↓↓↓
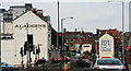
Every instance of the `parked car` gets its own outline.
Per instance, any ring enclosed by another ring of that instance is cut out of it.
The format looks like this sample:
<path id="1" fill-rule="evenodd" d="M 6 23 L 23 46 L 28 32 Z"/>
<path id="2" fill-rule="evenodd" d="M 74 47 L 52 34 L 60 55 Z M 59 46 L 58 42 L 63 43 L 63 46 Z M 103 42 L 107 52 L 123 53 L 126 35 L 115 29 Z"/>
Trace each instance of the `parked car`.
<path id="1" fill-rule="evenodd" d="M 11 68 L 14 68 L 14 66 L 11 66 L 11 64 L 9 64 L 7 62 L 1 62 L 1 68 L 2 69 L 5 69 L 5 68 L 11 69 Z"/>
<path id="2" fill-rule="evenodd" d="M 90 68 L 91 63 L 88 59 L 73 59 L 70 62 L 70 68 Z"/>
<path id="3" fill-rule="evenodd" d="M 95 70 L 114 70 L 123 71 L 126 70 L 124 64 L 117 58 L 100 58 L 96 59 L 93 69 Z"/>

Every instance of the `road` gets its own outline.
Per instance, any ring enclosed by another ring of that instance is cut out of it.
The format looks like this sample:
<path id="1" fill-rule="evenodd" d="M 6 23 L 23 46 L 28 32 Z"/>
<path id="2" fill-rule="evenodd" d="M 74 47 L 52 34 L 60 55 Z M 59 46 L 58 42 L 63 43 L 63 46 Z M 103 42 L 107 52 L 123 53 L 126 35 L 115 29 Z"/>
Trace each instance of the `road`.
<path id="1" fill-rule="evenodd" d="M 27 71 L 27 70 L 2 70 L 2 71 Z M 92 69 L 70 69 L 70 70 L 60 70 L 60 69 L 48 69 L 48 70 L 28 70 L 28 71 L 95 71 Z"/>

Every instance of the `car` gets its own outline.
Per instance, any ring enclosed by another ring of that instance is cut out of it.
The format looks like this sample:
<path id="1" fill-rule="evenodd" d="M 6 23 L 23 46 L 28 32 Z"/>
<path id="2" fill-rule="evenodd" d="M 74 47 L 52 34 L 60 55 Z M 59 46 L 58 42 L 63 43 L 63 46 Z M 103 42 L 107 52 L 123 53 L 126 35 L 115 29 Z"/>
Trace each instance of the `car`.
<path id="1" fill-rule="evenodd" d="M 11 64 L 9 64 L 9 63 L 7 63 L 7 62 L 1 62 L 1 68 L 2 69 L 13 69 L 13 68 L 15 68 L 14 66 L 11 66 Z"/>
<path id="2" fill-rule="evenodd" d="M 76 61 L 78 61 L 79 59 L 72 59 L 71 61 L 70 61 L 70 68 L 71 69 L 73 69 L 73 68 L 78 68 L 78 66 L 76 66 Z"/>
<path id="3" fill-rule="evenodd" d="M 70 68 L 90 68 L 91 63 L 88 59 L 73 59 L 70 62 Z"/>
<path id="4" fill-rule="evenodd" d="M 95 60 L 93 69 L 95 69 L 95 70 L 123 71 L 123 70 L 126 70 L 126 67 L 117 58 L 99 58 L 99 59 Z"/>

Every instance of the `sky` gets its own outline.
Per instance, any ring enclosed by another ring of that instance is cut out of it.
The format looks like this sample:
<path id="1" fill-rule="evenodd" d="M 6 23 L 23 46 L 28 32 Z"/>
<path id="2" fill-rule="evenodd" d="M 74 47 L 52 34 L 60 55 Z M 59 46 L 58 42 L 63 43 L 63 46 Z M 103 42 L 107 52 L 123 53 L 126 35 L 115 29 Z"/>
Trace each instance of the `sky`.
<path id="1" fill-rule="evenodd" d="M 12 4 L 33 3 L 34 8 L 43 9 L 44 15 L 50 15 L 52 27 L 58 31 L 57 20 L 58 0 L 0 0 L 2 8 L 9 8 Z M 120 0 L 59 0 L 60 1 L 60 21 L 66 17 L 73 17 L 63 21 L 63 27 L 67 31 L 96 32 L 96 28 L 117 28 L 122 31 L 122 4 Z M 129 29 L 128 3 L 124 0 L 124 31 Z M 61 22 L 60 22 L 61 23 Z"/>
↑↑↑
▶ **TASK GOAL**: Write out each line of the data exactly; the images should be left out.

▶ **OUTPUT OF THE EXERCISE**:
Every instance of the `parked car` gets its own outline.
Per instance, any ring enclosed by another ring of that instance is cut out of it.
The format looks like this sample:
<path id="1" fill-rule="evenodd" d="M 6 23 L 23 46 L 28 32 Z"/>
<path id="2" fill-rule="evenodd" d="M 74 47 L 52 34 L 60 55 Z M 59 46 L 58 42 L 63 43 L 63 46 Z M 103 42 L 107 52 L 123 53 L 126 35 L 115 29 Z"/>
Trace each instance of the `parked car`.
<path id="1" fill-rule="evenodd" d="M 11 68 L 14 68 L 14 66 L 11 66 L 11 64 L 9 64 L 7 62 L 1 62 L 1 68 L 2 69 L 5 69 L 5 68 L 11 69 Z"/>
<path id="2" fill-rule="evenodd" d="M 90 68 L 91 63 L 88 59 L 73 59 L 70 62 L 70 68 Z"/>
<path id="3" fill-rule="evenodd" d="M 95 70 L 114 70 L 123 71 L 126 70 L 124 64 L 117 58 L 100 58 L 96 59 L 93 69 Z"/>

Every instance of the `road` gets its own outline.
Per instance, any ring enclosed by another ring of that instance is cut out of it.
The format looks like this sample:
<path id="1" fill-rule="evenodd" d="M 6 23 L 23 46 L 28 32 Z"/>
<path id="2" fill-rule="evenodd" d="M 74 47 L 52 34 L 60 55 Z M 59 46 L 58 42 L 63 43 L 63 46 Z M 103 42 L 107 52 L 123 53 L 126 35 L 115 29 Z"/>
Trace each instance of the `road`.
<path id="1" fill-rule="evenodd" d="M 27 71 L 27 70 L 2 70 L 2 71 Z M 92 69 L 70 69 L 70 70 L 60 70 L 60 69 L 48 69 L 48 70 L 28 70 L 28 71 L 95 71 Z"/>

Every instance of the `car` gets its own outline.
Per instance, any ring enclosed by another ring of that instance is cut out of it.
The format looks like this sample:
<path id="1" fill-rule="evenodd" d="M 6 23 L 23 46 L 28 32 Z"/>
<path id="2" fill-rule="evenodd" d="M 74 47 L 52 34 L 60 55 Z M 59 46 L 58 42 L 63 43 L 63 46 Z M 103 42 L 107 52 L 123 53 L 126 35 L 115 29 Z"/>
Trace each instance of the `car`.
<path id="1" fill-rule="evenodd" d="M 11 64 L 9 64 L 9 63 L 7 63 L 7 62 L 1 62 L 1 68 L 2 69 L 13 69 L 13 68 L 15 68 L 14 66 L 11 66 Z"/>
<path id="2" fill-rule="evenodd" d="M 76 61 L 78 61 L 79 59 L 72 59 L 71 61 L 70 61 L 70 68 L 71 69 L 73 69 L 73 68 L 78 68 L 78 66 L 76 66 Z"/>
<path id="3" fill-rule="evenodd" d="M 70 68 L 90 68 L 91 63 L 88 59 L 73 59 L 70 62 Z"/>
<path id="4" fill-rule="evenodd" d="M 95 60 L 93 69 L 95 69 L 95 70 L 123 71 L 123 70 L 126 70 L 126 67 L 117 58 L 99 58 L 99 59 Z"/>

Every instance of the `sky` gets its own outline.
Per instance, any ring enclosed by another ring of that instance is cut out of it.
The format looks like this sample:
<path id="1" fill-rule="evenodd" d="M 6 23 L 23 46 L 28 32 Z"/>
<path id="2" fill-rule="evenodd" d="M 74 47 L 52 34 L 60 55 Z M 59 46 L 58 42 L 63 43 L 63 46 Z M 103 42 L 107 52 L 123 53 L 126 35 L 115 29 Z"/>
Trace each instance of the `sky`.
<path id="1" fill-rule="evenodd" d="M 12 4 L 33 3 L 34 8 L 43 9 L 44 15 L 50 15 L 52 27 L 58 31 L 57 20 L 58 0 L 0 0 L 2 8 L 9 8 Z M 120 0 L 59 0 L 60 1 L 60 21 L 66 17 L 73 17 L 63 21 L 63 27 L 67 31 L 96 32 L 96 28 L 117 28 L 122 31 L 122 4 Z M 129 29 L 128 3 L 124 0 L 124 31 Z M 61 22 L 60 22 L 61 23 Z"/>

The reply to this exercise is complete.